Infinite paths emerge from the union of all finite paths as the union
of all finite initial segments {1,2,3,...n} is the infinite initial
segment N. So the infinite tree is the union of all finite trees.

>
> > > And you are arguing about the union of the sets of paths.
> >
> > Of course, I am arguing about the union of the set of all path which
> > really exist in a binary tree.
>
> You were arguing about the union of the sets of paths in the finite trees.
>
> > This union is an infinite set of paths (although the set of paths in
> > each finite tree is finite), and there is no hint on uncountability.
>
> I do not disagree that the set is infinite. I only disgree that that
> set contains an infinite element (path). That the set is infinite is
> trivial (just like U{n in N} {1, ..., n} = N. But there is no infinite
> path in the union of the sets of paths, just like there is no infinite
> number in the union of initial segments. And that is because *none*
> of the constituent sets in the union contain such a thing.

So no infinite set N emerges from the union of all finite initial
segments {1,2,3,...n} ? I agree! But, I am afraid, you do not.
>
> > Take the most right path: It is the union of all numbers 0.111...1 with
> > n "1". This union is the number 0.111....
>
> How can that path be the union if none of the constituents is that path?
> The union of the sets {0.1}, {0.11}, {0.111}, etc. would be the set
> {0.1, 0.11, 0.111, ...}, but 0.111... is not in it. If it is in it is
> must be in at least one of the constituent sets of the union. And I
> have no idea how you come to the "union" of numbers when they are rational.

Yeah. You are beginning to see why the union of all finite numbers n
canot yield an infinite set.
>
> > Similarly the union of all
> > initial segments of a well-ordered countable set is this countable set.
>
> That is, eh, slightly different.

Why?
>
> > The union is not an element of the initial segments.
>
> Of course not. But each element of the union is an element of one of the
> initial segments.
>
> > But even in
> > infinity, there is only "one" union and not uncountably many unions.
>
> Indeed. And the union of sets of finite paths is a single set of finite
> paths.

An infinite set.
>
> > > Right. And so is every notation of numbers.
> >
> > Not the notations below.
>
> You think so.
>
> > > Numbers are not concrete
> > > entities, they are abstract entities.
> >
> > No. Numbers are very concrete. Abstraction can be introduced but need
> > not, at least not for small numbers.
>
> When have you even seen five? It is only when you apply it to something
> that it becomes concrete. Five apples, five meters, five whatever.

------------------------------------------------------------

■ TASK REQUIREMENTS ■
[1] Translate this sentence from the discussion of infinite paths into Spanish: "So the infinite tree is the union of all finite trees."
[2] From the discussion of infinite paths, reproduce word for word the part that opens with the words containing "So no infinite" and closes with "they are rational.".
Answer from the text alone.

------------------------------------------------------------

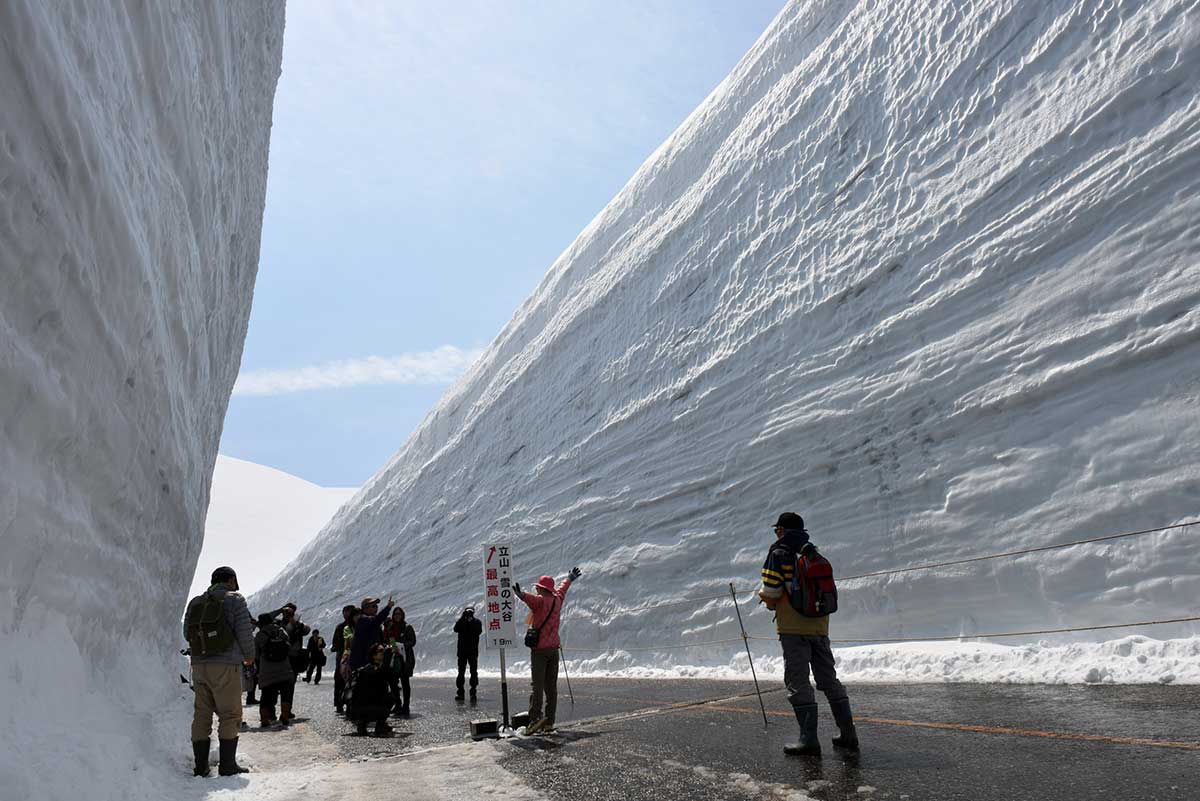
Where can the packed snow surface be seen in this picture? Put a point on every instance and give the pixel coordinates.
(928, 273)
(259, 518)
(133, 145)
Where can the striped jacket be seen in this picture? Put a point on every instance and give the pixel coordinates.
(777, 573)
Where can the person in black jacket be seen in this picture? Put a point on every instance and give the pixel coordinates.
(317, 657)
(339, 648)
(372, 699)
(468, 628)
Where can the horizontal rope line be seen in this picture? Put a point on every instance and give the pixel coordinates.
(1025, 633)
(929, 566)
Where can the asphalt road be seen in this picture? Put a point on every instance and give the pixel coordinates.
(695, 740)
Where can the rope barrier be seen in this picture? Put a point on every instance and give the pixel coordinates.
(895, 639)
(996, 634)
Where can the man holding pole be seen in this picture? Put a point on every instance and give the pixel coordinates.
(805, 639)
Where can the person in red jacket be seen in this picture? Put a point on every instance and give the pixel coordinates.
(545, 613)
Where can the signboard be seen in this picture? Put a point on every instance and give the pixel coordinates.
(499, 601)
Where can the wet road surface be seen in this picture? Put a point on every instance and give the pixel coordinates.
(696, 739)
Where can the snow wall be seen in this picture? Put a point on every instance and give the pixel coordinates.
(928, 273)
(133, 145)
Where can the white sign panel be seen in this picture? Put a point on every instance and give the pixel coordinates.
(499, 601)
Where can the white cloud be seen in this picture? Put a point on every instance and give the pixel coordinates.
(439, 366)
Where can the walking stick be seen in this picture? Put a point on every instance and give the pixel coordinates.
(745, 639)
(565, 673)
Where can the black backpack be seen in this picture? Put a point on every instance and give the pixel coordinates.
(277, 645)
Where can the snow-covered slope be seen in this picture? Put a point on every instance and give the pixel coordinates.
(259, 518)
(928, 273)
(133, 146)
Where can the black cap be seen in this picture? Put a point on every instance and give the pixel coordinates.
(790, 522)
(222, 574)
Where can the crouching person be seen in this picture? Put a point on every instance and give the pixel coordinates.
(797, 585)
(372, 699)
(219, 633)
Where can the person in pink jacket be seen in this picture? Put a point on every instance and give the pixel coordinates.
(545, 613)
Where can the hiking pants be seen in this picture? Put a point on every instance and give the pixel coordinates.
(802, 651)
(544, 663)
(217, 692)
(463, 661)
(339, 684)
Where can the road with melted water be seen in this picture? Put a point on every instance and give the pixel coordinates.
(696, 739)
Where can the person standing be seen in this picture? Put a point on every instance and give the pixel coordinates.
(219, 632)
(402, 639)
(276, 679)
(367, 631)
(805, 642)
(339, 649)
(316, 656)
(545, 613)
(469, 630)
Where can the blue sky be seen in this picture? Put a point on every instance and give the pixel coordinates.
(429, 163)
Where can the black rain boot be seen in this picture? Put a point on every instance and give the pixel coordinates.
(229, 765)
(847, 738)
(809, 745)
(201, 750)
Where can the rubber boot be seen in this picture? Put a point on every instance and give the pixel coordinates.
(809, 745)
(229, 765)
(201, 750)
(847, 738)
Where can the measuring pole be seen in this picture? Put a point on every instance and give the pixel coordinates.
(745, 639)
(504, 694)
(569, 691)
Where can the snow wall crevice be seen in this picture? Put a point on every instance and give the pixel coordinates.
(133, 155)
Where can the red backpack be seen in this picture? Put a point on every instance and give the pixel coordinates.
(811, 590)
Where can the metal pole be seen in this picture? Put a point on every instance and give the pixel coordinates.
(565, 673)
(504, 692)
(747, 640)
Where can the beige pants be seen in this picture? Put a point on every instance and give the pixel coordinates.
(217, 692)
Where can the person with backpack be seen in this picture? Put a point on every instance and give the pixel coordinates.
(316, 656)
(545, 614)
(798, 586)
(219, 633)
(339, 648)
(371, 698)
(402, 639)
(275, 676)
(469, 630)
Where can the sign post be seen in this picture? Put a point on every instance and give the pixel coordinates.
(499, 615)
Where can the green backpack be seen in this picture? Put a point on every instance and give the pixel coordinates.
(208, 631)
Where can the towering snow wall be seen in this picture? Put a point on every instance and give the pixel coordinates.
(927, 273)
(133, 143)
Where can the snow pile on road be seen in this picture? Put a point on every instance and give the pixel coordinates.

------------------------------------------------------------

■ CORRECT ANSWERS ■
[1] Así que el árbol infinito es la unión de todos los árboles finitos.

[2]
So no infinite set N emerges from the union of all finite initial
segments {1,2,3,...n} ? I agree! But, I am afraid, you do not.
>
> > Take the most right path: It is the union of all numbers 0.111...1 with
> > n "1". This union is the number 0.111....
>
> How can that path be the union if none of the constituents is that path?
> The union of the sets {0.1}, {0.11}, {0.111}, etc. would be the set
> {0.1, 0.11, 0.111, ...}, but 0.111... is not in it. If it is in it is
> must be in at least one of the constituent sets of the union. And I
> have no idea how you come to the "union" of numbers when they are rational.